EXERCISE INSTRUCTIONS:
Each line that follows is to be retyped exactly.

MATERIAL SUPPLIED:
· · · ·

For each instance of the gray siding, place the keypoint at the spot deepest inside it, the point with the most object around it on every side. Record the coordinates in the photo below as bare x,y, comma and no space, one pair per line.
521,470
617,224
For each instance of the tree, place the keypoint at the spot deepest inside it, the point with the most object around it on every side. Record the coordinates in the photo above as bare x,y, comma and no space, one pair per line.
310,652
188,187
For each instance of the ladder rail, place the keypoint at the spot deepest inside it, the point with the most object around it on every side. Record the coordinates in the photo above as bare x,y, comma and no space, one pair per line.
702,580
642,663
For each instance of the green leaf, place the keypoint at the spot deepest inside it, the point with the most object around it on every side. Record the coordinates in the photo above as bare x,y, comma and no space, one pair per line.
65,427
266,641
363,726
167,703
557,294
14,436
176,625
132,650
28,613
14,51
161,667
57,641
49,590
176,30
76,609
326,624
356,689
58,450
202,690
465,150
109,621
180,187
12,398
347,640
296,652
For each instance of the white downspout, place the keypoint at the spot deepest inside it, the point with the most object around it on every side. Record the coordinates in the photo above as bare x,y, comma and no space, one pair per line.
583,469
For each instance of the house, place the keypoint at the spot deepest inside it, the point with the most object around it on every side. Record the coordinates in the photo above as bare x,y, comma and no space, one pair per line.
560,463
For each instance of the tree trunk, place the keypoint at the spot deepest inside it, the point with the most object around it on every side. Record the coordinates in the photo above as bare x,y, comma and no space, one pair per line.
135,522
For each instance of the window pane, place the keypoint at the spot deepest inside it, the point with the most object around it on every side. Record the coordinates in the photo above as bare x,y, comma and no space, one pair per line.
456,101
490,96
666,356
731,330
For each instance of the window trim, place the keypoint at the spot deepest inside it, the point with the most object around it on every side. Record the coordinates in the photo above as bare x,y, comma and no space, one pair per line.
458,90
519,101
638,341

· · · ·

TASK SOLUTION:
For each instance of the gray siding, place the keypoint at the spot deepest inside it, the point with the most object around it on every side. Record the coordinates in the photo below as bare x,y, comma and no space, one pair per line.
521,470
617,224
For each instance of the tree, place the keypoint at the spot deepest inside it, the point with the most object around it on every side. Record the coordinates in the photo above as bare x,y, comma and no space, one pair per line.
310,652
188,187
For each instance of the ladder rail, place the keypoint at the spot deepest inside it, the point with the most object around it on every side. Record the coordinates in the photo above as bare x,y, comma and no space, one pair per line.
702,580
642,663
For each instance of the green leaf, place the keypoint at the spot deepest inside it, the point with the most object around it on every side. Record the coordinates in the photo above as bare x,y, comma and no space, one pair per line.
65,427
266,641
363,726
167,703
557,294
14,436
176,625
132,650
28,613
14,51
161,667
57,641
49,590
176,30
76,609
326,624
356,689
58,450
202,690
465,150
109,621
180,187
12,398
347,640
296,652
For each instance of the white downspout, place the keypoint at the spot deepest inside it, the point with the most object around it on every side. Record the coordinates in the photo above as bare x,y, comma and no space, one pair per line.
583,469
For each instance of the house, place the keypoint at the spot deepest inside it, the point with the most object around it on every side. Record the coordinates in the photo above as bare x,y, comma and no space, one pair per line.
560,463
For each instance of the tree trunk, place the keypoint at the spot deepest inside it, the point with the most object around it on every side. Record the coordinates in the photo above as bare x,y, comma and no space, one pair per line.
135,522
For each instance of the window pane, place the keypoint at the spot deepest inside it, the point with the most object around it on every side. Record the coordinates in the photo above as bare x,y, comma and no space, one pair per line.
456,101
490,96
666,356
731,330
For each instance of the window trim, place the keypoint at the spot deepest inside it, the point with the most object around it on every side. Record the coordinates in the photo above as bare x,y, comma and no space, one pair per line.
458,90
519,101
638,341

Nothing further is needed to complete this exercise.